### [EXERCISE 1]
Rewrite the listing below, substituting "locate" for every "point" and changing nothing else, and leave the pictures out.

### [EXCERPT]

Blood of the Martyrs . . .

On the University of Scranton campus, a life-size crucifix sits outside the priests’ residence hall in remembrance of the six Jesuits and their two housekeepers who were murdered in 1989 during the El Salvador civil war. It is a physical reminder of the price one may be asked to pay for spreading Christ to the world. One cannot fully understand the importance of Santa Luisa School without also understanding the country’s recent history of bloodshed – often for the Catholic faith — that these students have inherited. El Salvador holds a special place for Father Lally because of the martyrdom of many Catholics during the civil war.

A run of records:
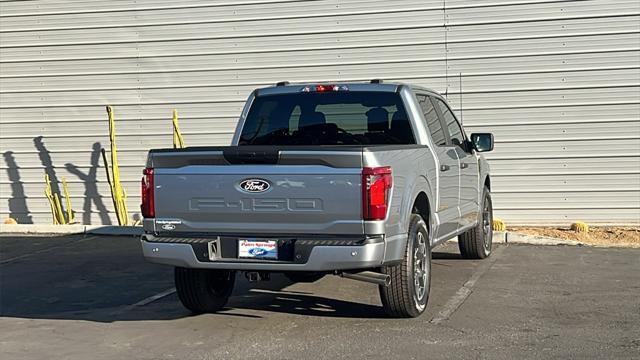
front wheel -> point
(202, 290)
(408, 294)
(477, 242)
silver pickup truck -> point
(359, 180)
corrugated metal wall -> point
(558, 82)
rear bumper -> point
(321, 258)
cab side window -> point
(453, 127)
(433, 123)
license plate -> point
(258, 249)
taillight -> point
(147, 207)
(376, 188)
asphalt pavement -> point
(90, 297)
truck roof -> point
(375, 85)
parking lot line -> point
(41, 251)
(145, 301)
(467, 288)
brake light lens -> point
(147, 206)
(325, 88)
(376, 188)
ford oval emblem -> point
(168, 227)
(254, 185)
(257, 251)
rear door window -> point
(332, 118)
(433, 122)
(453, 127)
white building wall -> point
(558, 82)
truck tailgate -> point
(293, 196)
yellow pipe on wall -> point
(178, 141)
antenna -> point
(460, 77)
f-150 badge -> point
(254, 185)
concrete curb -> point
(70, 229)
(507, 237)
(518, 238)
(504, 237)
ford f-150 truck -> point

### [EXERCISE 2]
According to the excerpt, in what year were the six Jesuits and their two housekeepers murdered?

### [CORRECT RESPONSE 1]
front wheel -> locate
(202, 290)
(408, 294)
(477, 242)
silver pickup truck -> locate
(359, 180)
corrugated metal wall -> locate
(558, 82)
rear bumper -> locate
(321, 258)
cab side window -> locate
(453, 127)
(433, 123)
license plate -> locate
(258, 249)
taillight -> locate
(147, 207)
(376, 188)
asphalt pavement -> locate
(90, 297)
truck roof -> locate
(375, 85)
parking lot line -> locate
(41, 251)
(145, 301)
(467, 288)
brake light lens -> locate
(147, 206)
(325, 88)
(376, 188)
ford oval emblem -> locate
(168, 227)
(254, 185)
(257, 251)
rear door window -> locate
(332, 118)
(433, 122)
(453, 127)
white building wall -> locate
(558, 82)
truck tailgate -> locate
(293, 196)
yellow pipe on wall -> locate
(178, 141)
antenna -> locate
(460, 77)
f-150 badge -> locate
(254, 185)
concrete curb -> locate
(70, 229)
(507, 237)
(518, 238)
(504, 237)
ford f-150 truck -> locate

### [CORRECT RESPONSE 2]
1989